━━━ Extract provided ━━━

A Day for 'Young Tom'

By Jay CoffinJuly 14, 2011, 8:21 pm

SANDWICH, England – Tom Watson shot 72 Thursday at the Open Championship and only wanted to talk about one thing.

Tom Lewis, how about that,” the five-time Open champion said with conviction. “He could be my grandson.”

Yes, he could. And he’s also leading the Open Championship.

Lewis, 20, shocked all of Royal St. George’s late Thursday when, as an English amateur, he birdied four of the last five holes to shoot 5-under 65 and tie Thomas Bjorn for the first-round lead. The last amateur to lead this championship was Michael Bonallack, who shared the opening-round lead with Brian Barnes in 1968 at Carnoustie.

To top it all off, and make the day perfect for the Team Lewis, Tom played alongside Watson, whom he is named after. Bryan Lewis, a former European Tour professional, idolized Watson and insisted wife Lynda name their first son Tom. To keep the golf theme well embedded in the family they named their second boy Jack.

Their daughter’s name?

“Stacey,” Lynda Lewis said. “Named after a model my husband fancied.”

All of England fancied Young Tom Lewis here at the Open, a place that has launched the careers of Justin Rose, Rory McIlroy, Chris Wood and Matteo Manassero, all of whom were amateurs when they first made noise.

This year, it’s Lewis. He was so nervous to play with Watson that he introduced himself on the practice range earlier in the week. Lewis didn’t want the stress of dealing with such pleasantries Thursday on the first tee. In fact, Bryan Lewis was so nervous for his son that he stayed home and watched television coverage. He couldn’t bear to walk alongside his child and his childhood idol.

“I think he’s even more nervous now,” Tom Lewis quipped.

━━━

• [Required tasks]
**a)** Do these statements agree with the golf article? Answer yes or no for each, quoting the deciding words: (i) Tom Lewis shot 5-under 65 in the first round. (ii) Bryan Lewis walked the course alongside his son on Thursday. (iii) The second Lewis son is named Jack.
**b)** Could you edit the golf article from "Lewis, 20, shocked" to "Their daughter’s name?", replacing "Carnoustie" with "Muirfield"?
**c)** In the golf article, who did Tom Lewis tie for the first-round lead?

━━━ Records shown ━━━

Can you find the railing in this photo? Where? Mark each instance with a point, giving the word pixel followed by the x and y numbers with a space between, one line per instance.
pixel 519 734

━━━
━━━ Records shown ━━━

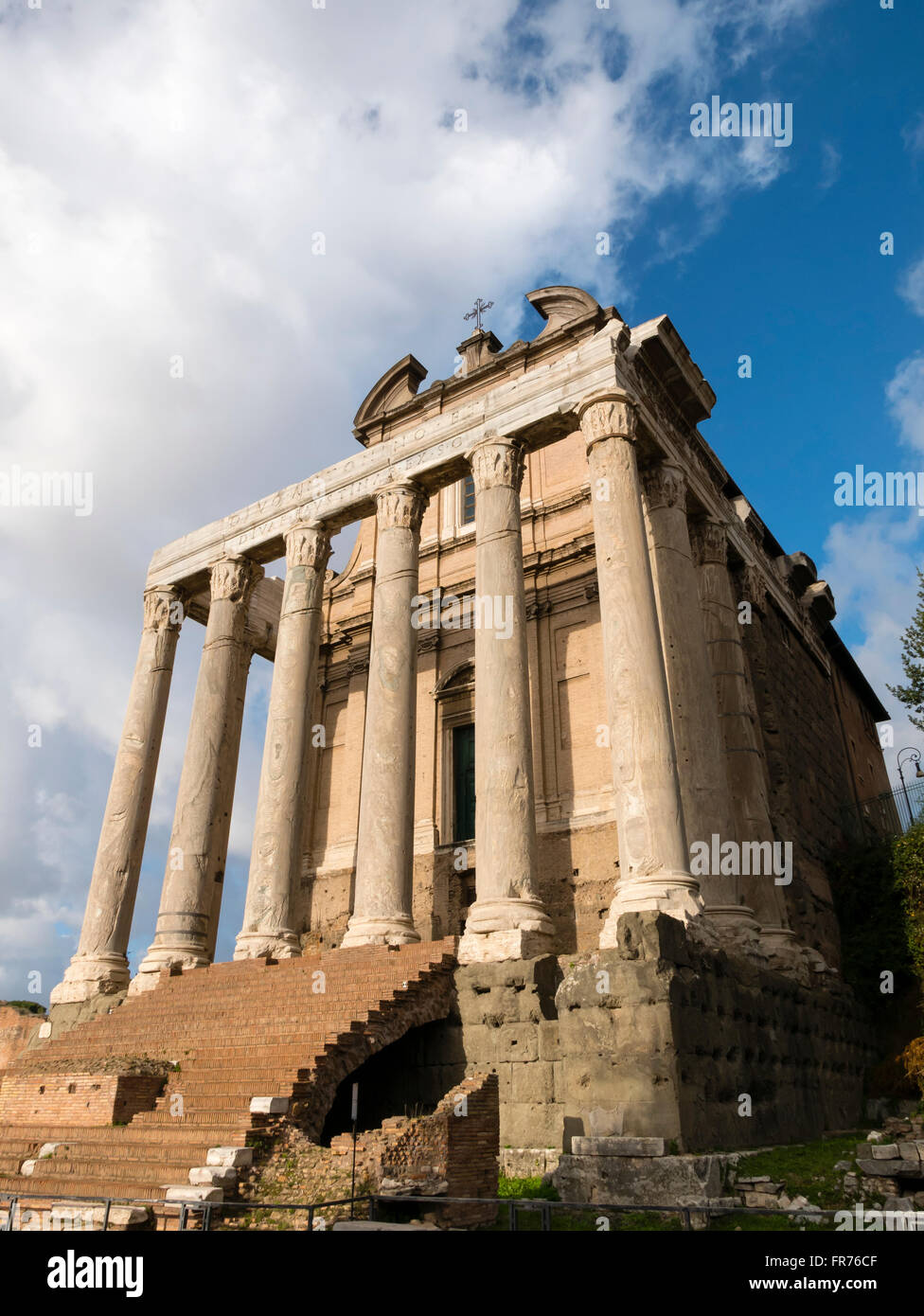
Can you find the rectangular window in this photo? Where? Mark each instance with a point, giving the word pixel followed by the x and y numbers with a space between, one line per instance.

━━━

• [Exercise answers]
**a)**
(i) Yes: "he birdied four of the last five holes to shoot 5-under 65"
(ii) No: "he stayed home and watched television coverage"
(iii) Yes: "they named their second boy Jack"

**b)**
Lewis, 20, shocked all of Royal St. George’s late Thursday when, as an English amateur, he birdied four of the last five holes to shoot 5-under 65 and tie Thomas Bjorn for the first-round lead. The last amateur to lead this championship was Michael Bonallack, who shared the opening-round lead with Brian Barnes in 1968 at Muirfield.

To top it all off, and make the day perfect for the Team Lewis, Tom played alongside Watson, whom he is named after. Bryan Lewis, a former European Tour professional, idolized Watson and insisted wife Lynda name their first son Tom. To keep the golf theme well embedded in the family they named their second boy Jack.

Their daughter’s name?

**c)** Thomas Bjorn